Items listed in a dataset:
[Start of Attachment]

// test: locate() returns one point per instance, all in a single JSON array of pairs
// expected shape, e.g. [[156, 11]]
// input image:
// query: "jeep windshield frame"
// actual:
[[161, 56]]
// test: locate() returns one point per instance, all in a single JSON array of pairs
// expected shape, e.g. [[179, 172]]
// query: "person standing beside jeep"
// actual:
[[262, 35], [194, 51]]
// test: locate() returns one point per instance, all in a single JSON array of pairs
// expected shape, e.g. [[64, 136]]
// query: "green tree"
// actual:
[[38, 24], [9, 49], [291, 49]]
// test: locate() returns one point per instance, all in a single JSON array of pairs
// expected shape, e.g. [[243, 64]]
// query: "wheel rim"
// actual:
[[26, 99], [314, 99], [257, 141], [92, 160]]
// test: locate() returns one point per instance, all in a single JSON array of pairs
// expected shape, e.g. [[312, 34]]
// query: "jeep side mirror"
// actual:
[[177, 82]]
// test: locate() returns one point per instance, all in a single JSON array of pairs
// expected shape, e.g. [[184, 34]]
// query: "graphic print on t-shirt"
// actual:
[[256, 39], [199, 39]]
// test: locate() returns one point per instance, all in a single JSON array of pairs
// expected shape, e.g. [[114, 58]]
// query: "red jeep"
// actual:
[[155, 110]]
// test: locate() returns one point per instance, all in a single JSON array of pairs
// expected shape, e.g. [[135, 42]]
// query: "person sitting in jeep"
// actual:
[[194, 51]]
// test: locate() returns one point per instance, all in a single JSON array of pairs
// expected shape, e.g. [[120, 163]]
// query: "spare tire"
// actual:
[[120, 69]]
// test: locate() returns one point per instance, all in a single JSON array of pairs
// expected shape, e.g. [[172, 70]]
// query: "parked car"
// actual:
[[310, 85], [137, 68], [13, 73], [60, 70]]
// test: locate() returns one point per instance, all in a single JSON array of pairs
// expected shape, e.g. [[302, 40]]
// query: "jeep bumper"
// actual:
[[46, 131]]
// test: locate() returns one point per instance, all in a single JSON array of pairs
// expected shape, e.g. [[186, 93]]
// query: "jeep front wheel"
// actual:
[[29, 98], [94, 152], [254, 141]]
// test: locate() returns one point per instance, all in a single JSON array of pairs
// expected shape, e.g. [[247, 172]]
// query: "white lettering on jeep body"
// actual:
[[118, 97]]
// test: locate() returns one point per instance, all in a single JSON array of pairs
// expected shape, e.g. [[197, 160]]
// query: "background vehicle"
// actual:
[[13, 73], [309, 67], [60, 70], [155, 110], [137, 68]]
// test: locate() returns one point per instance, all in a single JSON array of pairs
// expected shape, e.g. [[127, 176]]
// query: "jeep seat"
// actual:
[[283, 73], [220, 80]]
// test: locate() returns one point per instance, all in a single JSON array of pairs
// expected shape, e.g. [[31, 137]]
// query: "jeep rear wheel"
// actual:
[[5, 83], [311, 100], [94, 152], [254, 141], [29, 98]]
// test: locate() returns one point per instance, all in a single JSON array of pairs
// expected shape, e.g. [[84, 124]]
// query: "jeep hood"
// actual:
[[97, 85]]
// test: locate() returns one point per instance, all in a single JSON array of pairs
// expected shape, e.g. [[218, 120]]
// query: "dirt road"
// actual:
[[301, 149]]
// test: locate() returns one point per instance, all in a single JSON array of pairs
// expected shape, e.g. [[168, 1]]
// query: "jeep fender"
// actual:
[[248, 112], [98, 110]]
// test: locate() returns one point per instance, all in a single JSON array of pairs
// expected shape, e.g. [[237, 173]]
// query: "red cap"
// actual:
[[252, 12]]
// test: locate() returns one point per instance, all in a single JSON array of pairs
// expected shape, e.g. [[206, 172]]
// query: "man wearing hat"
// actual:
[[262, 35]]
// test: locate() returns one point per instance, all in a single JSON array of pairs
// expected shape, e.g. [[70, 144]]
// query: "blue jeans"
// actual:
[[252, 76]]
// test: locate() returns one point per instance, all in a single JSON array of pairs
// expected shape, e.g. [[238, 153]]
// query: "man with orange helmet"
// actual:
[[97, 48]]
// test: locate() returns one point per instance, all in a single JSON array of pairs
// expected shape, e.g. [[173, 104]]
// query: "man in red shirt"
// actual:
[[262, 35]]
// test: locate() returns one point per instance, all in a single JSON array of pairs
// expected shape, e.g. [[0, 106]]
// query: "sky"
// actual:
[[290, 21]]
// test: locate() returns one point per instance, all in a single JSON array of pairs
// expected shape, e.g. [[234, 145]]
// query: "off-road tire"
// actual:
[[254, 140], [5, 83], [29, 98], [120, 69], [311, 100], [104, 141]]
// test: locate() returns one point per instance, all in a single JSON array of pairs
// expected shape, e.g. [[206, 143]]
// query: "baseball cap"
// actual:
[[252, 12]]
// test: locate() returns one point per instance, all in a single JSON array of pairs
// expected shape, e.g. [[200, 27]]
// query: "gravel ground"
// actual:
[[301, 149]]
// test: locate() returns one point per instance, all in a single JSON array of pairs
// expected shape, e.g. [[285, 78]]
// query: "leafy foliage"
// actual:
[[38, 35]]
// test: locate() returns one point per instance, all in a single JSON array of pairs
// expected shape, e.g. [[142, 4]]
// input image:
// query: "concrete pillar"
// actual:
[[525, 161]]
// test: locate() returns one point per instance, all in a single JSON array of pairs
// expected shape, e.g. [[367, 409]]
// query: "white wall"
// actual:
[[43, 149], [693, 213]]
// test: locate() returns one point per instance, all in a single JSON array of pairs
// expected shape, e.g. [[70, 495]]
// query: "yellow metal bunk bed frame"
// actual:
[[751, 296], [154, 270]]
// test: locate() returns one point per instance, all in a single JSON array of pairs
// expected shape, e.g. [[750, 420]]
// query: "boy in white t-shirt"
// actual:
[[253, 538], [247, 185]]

[End of Attachment]

*Problem to work on:* Reproduce, word for word, all of the entries above.

*Response to this exercise:*
// test: locate() returns one point per instance, all in a single JSON array of pairs
// expected shape, e.g. [[156, 11]]
// input image:
// query: "jeep windshield frame"
// actual:
[[161, 56]]
// test: locate() returns one point per instance, all in a single JSON array of pairs
// expected shape, e.g. [[179, 172]]
// query: "person standing beside jeep"
// actual:
[[262, 35], [194, 51]]
// test: locate() returns one point per instance, all in a single JSON array of pairs
// expected shape, e.g. [[64, 136]]
// query: "green tree"
// actual:
[[38, 24], [9, 49], [291, 49]]
// test: locate() returns one point per instance, all in a single JSON array of pairs
// expected shape, e.g. [[243, 64]]
// query: "wheel rim"
// actual:
[[26, 99], [314, 99], [257, 141], [92, 160]]
// test: locate() returns one point per instance, all in a single JSON array of pairs
// expected shape, e.g. [[312, 34]]
// query: "jeep side mirror"
// actual:
[[177, 82]]
// test: locate() returns one point per instance, all in a single JSON array of pairs
// expected shape, e.g. [[184, 34]]
// query: "graphic print on t-shirt"
// actual:
[[256, 39], [199, 39]]
// test: locate() returns one point per instance, all in a single JSON array of pairs
// expected shape, e.g. [[114, 58]]
// query: "red jeep"
// actual:
[[155, 110]]
// test: locate() returns one point per instance, all in a single JSON array of pairs
// expected shape, e.g. [[135, 42]]
// query: "person sitting in jeep"
// actual:
[[194, 51]]
// test: locate() returns one point per instance, all in a single JSON array of pairs
// expected shape, e.g. [[120, 163]]
// query: "spare tire"
// actual:
[[120, 69]]
// test: locate() returns one point per instance, all in a single JSON array of pairs
// expected shape, e.g. [[172, 70]]
// query: "parked car"
// actual:
[[310, 85], [137, 68], [13, 73], [60, 70]]
// test: locate() returns one point per instance, all in a single JSON array of pairs
// expected shape, e.g. [[302, 40]]
// query: "jeep bumper"
// actual:
[[46, 131]]
// test: locate() returns one point per instance, all in a single JSON array of pairs
// expected shape, e.g. [[186, 93]]
// query: "jeep front wheel"
// actual:
[[29, 98], [94, 152], [254, 141]]
// test: locate() returns one point per instance, all in a single JSON array of pairs
// expected shape, e.g. [[247, 172]]
// query: "white lettering on jeep body"
// actual:
[[118, 97]]
// test: locate() returns one point per instance, all in a single JSON array of pairs
// expected shape, e.g. [[197, 160]]
// query: "background vehicle"
// actual:
[[13, 73], [309, 67], [60, 70], [155, 110], [137, 68]]
// test: locate() returns one point per instance, all in a single JSON array of pairs
// expected shape, e.g. [[127, 176]]
// query: "jeep seat"
// actual:
[[283, 73], [220, 80]]
// test: locate() returns one point per instance, all in a single JSON array of pairs
// expected shape, e.g. [[31, 137]]
// query: "jeep rear wheel"
// actual:
[[5, 83], [311, 100], [94, 152], [254, 141], [29, 98]]
// test: locate() returns one point per instance, all in a single JSON array of pairs
// expected shape, e.g. [[84, 124]]
// query: "jeep hood"
// actual:
[[97, 85]]
// test: locate() returns one point per instance, all in a single JSON array of pairs
// expected shape, e.g. [[218, 120]]
// query: "dirt road"
// actual:
[[301, 149]]
// test: locate() returns one point per instance, all in a single JSON array of pairs
// expected shape, e.g. [[168, 1]]
// query: "jeep fender"
// actual:
[[248, 112], [98, 110]]
// test: locate() returns one point per instance, all in a single JSON array of pairs
// expected shape, e.g. [[237, 173]]
// query: "red cap"
// actual:
[[252, 12]]
// test: locate() returns one point per instance, all in a single JSON array of pairs
// expected shape, e.g. [[206, 172]]
// query: "man wearing hat"
// actual:
[[262, 35]]
// test: locate() returns one point per instance, all in a single JSON array of pairs
// expected shape, e.g. [[70, 144]]
// query: "blue jeans"
// actual:
[[252, 76]]
// test: locate() returns one point per instance, all in a single JSON array of pairs
// expected shape, e.g. [[238, 153]]
// query: "man with orange helmet"
// actual:
[[97, 48]]
// test: locate() returns one point per instance, all in a single JSON array of pairs
// expected shape, e.g. [[173, 104]]
// query: "man in red shirt"
// actual:
[[262, 35]]
// test: locate() returns one point per instance, all in a single JSON array of pairs
// expected shape, e.g. [[0, 106]]
// query: "sky"
// actual:
[[290, 21]]
// test: locate() returns one point per instance, all in a single JSON array of pairs
// expected shape, e.g. [[234, 145]]
// query: "off-road tire"
// actual:
[[254, 140], [5, 83], [29, 98], [120, 69], [311, 100], [104, 141]]
// test: locate() returns one point per instance, all in a single JSON array of pairs
// expected shape, e.g. [[206, 143]]
// query: "baseball cap"
// actual:
[[252, 12]]
// test: locate() returns one point per instance, all in a single JSON array of pairs
// expected shape, e.g. [[200, 27]]
// query: "gravel ground"
// actual:
[[301, 149]]
// test: locate() returns one point per instance, all in a single JSON array of pairs
// expected shape, e.g. [[285, 78]]
// query: "leafy foliage"
// actual:
[[38, 35]]
// test: locate() returns one point per instance, all in a single JSON array of pairs
// expected shape, e.g. [[142, 4]]
// input image:
// query: "concrete pillar"
// actual:
[[525, 161]]
// test: locate() returns one point per instance, all in a single JSON array of pairs
// expected shape, e.g. [[367, 409]]
// query: "white wall"
// actual:
[[43, 149], [693, 213]]
// test: locate() returns one point per instance, all in a single JSON array of pairs
// expected shape, e.g. [[70, 495]]
// query: "yellow metal bunk bed frame"
// actual:
[[751, 296], [154, 270]]
// test: locate() returns one point per instance, all in a single JSON array of pairs
// expected shape, e.g. [[750, 420]]
// query: "boy in white t-shirt"
// actual:
[[253, 538], [247, 185]]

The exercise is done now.